SED Scripts

Here are some scripts that are really helpful. Enjoy!

insert after column [000606]
Task: Insert a character/string after the n-th column in every line.
Example:
	IN:
	1234567890123456
	abcdefghijklmnop
	The quick brown

	OUT:
	123|456789|01|23456
	abc|defghi|jk|lmnop
	The| quick| b|rown
Idea: Use '^' to anchor the line at the beginning and use '.' to match each character within the line. Group the characters with "\(\)" pairs and use back references in the replacement ("\1", "\2", etc); insert the additional characters/strings between the back references.
━━━
REQUEST A: Copy the SED scripts page word for word, from "insert after column" to "the back references.".
REQUEST B: Proceed with the SED scripts page, writing on from the point where it stops.

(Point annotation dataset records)
━━━
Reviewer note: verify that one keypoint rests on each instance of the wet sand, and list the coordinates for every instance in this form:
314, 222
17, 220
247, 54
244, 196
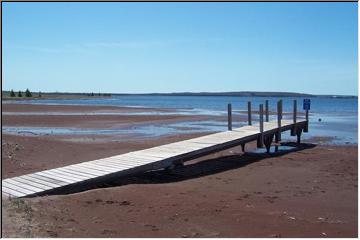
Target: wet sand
309, 192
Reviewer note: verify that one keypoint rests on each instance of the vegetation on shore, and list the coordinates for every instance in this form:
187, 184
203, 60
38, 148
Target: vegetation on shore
27, 94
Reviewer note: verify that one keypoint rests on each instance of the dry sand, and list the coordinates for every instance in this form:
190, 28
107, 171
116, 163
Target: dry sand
310, 192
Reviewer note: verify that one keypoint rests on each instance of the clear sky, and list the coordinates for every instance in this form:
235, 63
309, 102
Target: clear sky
176, 47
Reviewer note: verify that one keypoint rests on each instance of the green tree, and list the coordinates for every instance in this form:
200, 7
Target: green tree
28, 93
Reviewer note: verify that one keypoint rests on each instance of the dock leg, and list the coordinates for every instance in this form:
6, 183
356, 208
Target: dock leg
268, 141
277, 140
243, 147
298, 135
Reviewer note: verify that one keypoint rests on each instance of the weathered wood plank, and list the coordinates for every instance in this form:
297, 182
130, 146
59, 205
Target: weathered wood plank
143, 160
47, 181
12, 192
17, 188
33, 183
30, 186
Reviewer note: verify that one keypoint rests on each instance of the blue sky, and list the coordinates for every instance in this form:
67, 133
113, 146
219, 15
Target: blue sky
176, 47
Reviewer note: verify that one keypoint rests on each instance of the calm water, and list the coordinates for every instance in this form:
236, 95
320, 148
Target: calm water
339, 117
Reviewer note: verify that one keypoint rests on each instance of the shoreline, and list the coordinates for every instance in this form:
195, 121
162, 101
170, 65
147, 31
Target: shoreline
310, 191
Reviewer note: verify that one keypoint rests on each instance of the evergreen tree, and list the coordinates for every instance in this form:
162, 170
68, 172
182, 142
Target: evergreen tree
28, 93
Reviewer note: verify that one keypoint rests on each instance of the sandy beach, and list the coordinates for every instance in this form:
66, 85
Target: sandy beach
307, 192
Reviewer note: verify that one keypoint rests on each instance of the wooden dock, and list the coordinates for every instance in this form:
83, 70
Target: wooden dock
164, 156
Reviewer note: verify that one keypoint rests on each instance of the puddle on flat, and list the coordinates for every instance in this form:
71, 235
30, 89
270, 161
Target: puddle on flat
140, 130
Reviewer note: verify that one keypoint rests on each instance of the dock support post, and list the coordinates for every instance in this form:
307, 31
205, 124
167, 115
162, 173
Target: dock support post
260, 142
243, 147
295, 111
268, 140
229, 117
293, 129
249, 113
278, 133
306, 128
267, 111
298, 134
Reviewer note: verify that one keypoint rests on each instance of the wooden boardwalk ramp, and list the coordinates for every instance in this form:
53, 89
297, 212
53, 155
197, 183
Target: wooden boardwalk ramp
101, 170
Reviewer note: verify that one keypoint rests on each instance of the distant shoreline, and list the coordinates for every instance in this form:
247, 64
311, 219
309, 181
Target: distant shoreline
65, 95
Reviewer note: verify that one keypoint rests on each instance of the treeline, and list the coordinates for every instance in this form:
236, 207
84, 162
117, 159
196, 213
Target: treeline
27, 93
99, 94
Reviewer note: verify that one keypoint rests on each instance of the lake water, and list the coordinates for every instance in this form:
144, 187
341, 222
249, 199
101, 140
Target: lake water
339, 116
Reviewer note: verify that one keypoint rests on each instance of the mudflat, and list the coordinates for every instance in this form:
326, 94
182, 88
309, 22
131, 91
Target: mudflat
310, 191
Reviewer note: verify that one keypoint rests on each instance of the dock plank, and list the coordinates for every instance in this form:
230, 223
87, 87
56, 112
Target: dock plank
137, 161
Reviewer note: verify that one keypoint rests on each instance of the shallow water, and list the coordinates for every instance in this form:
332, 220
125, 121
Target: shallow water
339, 117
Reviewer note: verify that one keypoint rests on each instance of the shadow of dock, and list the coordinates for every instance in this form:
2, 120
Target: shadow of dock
203, 168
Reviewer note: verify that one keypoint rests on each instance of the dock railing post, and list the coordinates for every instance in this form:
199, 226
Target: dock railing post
278, 137
249, 113
306, 128
294, 127
261, 124
229, 117
267, 110
295, 111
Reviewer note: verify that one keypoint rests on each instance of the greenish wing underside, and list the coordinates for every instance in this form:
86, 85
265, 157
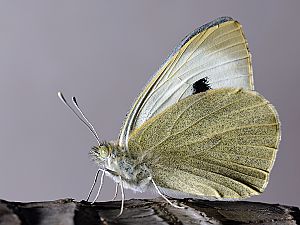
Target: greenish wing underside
217, 52
221, 143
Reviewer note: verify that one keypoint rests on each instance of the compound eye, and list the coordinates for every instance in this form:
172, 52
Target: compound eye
103, 151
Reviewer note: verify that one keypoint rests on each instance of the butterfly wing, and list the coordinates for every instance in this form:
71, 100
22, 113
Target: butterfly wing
213, 56
221, 143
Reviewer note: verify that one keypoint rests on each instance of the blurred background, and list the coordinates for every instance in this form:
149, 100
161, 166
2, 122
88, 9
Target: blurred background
104, 52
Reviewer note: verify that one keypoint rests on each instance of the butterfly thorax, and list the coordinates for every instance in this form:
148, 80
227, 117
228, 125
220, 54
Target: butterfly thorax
121, 165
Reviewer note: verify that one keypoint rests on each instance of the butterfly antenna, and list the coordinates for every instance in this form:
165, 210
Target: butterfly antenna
83, 115
85, 121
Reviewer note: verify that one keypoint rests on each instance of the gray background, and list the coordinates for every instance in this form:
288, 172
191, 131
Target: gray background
104, 52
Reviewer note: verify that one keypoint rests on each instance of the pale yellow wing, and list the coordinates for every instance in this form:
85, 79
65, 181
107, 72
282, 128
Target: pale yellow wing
221, 143
214, 56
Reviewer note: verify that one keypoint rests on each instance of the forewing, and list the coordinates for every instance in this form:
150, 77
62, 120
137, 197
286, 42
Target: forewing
221, 143
214, 56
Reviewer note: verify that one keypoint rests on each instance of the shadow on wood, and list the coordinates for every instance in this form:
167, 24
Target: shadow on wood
146, 212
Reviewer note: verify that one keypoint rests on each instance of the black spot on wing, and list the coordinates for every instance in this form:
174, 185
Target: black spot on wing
201, 85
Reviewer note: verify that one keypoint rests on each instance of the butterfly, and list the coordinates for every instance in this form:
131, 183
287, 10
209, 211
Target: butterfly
198, 128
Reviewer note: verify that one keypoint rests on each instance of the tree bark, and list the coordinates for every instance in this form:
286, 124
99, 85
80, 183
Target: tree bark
146, 212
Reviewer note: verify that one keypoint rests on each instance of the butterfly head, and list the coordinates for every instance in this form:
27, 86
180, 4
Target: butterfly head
101, 152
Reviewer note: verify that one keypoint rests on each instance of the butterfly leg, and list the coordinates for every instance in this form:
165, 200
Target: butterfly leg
164, 197
116, 191
101, 184
94, 183
123, 197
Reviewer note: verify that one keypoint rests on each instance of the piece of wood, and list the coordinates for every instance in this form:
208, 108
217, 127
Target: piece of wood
146, 212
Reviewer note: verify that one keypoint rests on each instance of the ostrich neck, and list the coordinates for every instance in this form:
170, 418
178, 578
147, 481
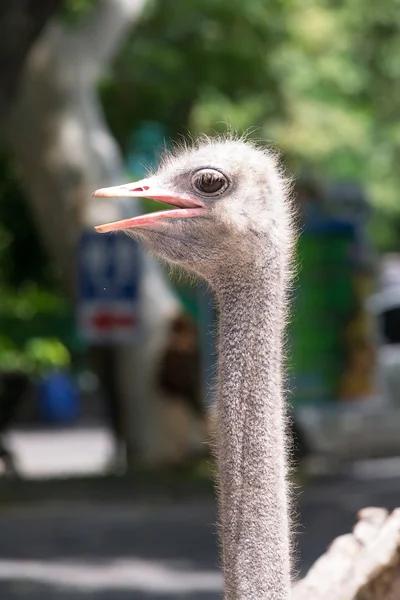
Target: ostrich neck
251, 436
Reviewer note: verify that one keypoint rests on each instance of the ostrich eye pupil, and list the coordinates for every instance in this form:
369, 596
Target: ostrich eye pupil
210, 182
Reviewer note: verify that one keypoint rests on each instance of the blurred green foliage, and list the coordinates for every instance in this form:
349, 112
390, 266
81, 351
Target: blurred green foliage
320, 79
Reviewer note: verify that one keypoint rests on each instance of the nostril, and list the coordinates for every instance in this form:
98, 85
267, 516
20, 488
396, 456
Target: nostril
141, 189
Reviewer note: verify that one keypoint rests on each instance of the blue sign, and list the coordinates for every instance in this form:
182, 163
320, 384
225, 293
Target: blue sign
108, 287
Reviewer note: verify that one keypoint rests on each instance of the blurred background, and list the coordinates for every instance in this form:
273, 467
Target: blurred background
107, 358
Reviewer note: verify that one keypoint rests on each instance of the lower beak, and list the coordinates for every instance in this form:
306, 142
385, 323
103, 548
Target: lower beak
148, 188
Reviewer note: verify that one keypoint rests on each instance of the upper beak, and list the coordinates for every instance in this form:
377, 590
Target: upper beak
148, 188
━━━
EXPECTED OUTPUT A:
insert after column [000606]
Task: Insert a character/string after the n-th column in every line.
Example:
	IN:
	1234567890123456
	abcdefghijklmnop
	The quick brown

	OUT:
	123|456789|01|23456
	abc|defghi|jk|lmnop
	The| quick| b|rown
Idea: Use '^' to anchor the line at the beginning and use '.' to match each character within the line. Group the characters with "\(\)" pairs and use back references in the replacement ("\1", "\2", etc); insert the additional characters/strings between the back references.

EXPECTED OUTPUT B:
Solution: sed -e 's/^\(...\)\(......\)\(..\)/\1\|\2\|\3\|/' If you don't want to count the dots the you can use "\{n\}" for an exact repetition of a single dot: sed -e 's/^\(.\{3\}\)\(.\{6\}\)\(.\{2\}\)/\1\|\2\|\3\|/'
Problem posed by Fred Distenfeld Fred_Distenfeld@lnotes5.bankofny.com [000605]

8bit to HTML
Task: Convert all (well, most) "8bit characters" aka "ISO characters" (ASCII 128-255) to their equivalent in HTML.
8bit2html.sed
Author: Xose Ramos in98xora@mikkeliamk.fi [980421]

Extracting IP numbers
IP numbers are "number addresses" of hosts. They typically appear in some log files of server/client programs. Extracting these from the logs is a frequent task of many programmers. IP numbers consists of four numbers with 8bit values (0-255), separated by (three) dots.
Examples: 127.0.0.1 - the default address of the "localhost".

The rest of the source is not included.